Work instructions:
Replace "scouting tally" with "field count" in every item and rewrite the items with nothing else altered. Omit the pictures from your answer.

--- START Entries provided ---

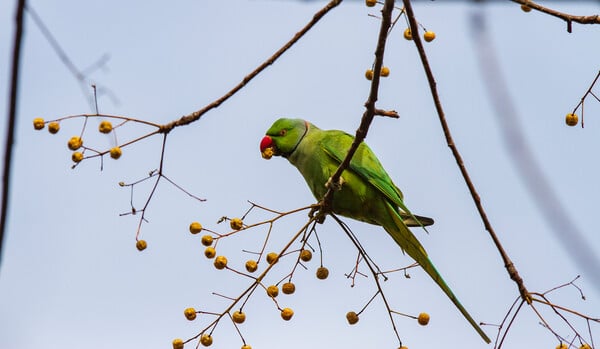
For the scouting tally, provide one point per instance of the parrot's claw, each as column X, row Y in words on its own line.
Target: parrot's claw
column 317, row 211
column 335, row 186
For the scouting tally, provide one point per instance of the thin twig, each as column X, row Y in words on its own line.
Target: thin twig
column 593, row 19
column 12, row 116
column 187, row 119
column 508, row 264
column 369, row 114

--- END Entries provided ---

Result of this task:
For the field count, provide one point per instance of the parrot's claw, each as column X, row Y in words on its own line.
Target: parrot's claw
column 317, row 211
column 335, row 186
For the field count, provide one point per instance of the thin twig, each as column X, row Y in words on its own line.
Target: thin twig
column 593, row 19
column 12, row 116
column 187, row 119
column 508, row 264
column 369, row 114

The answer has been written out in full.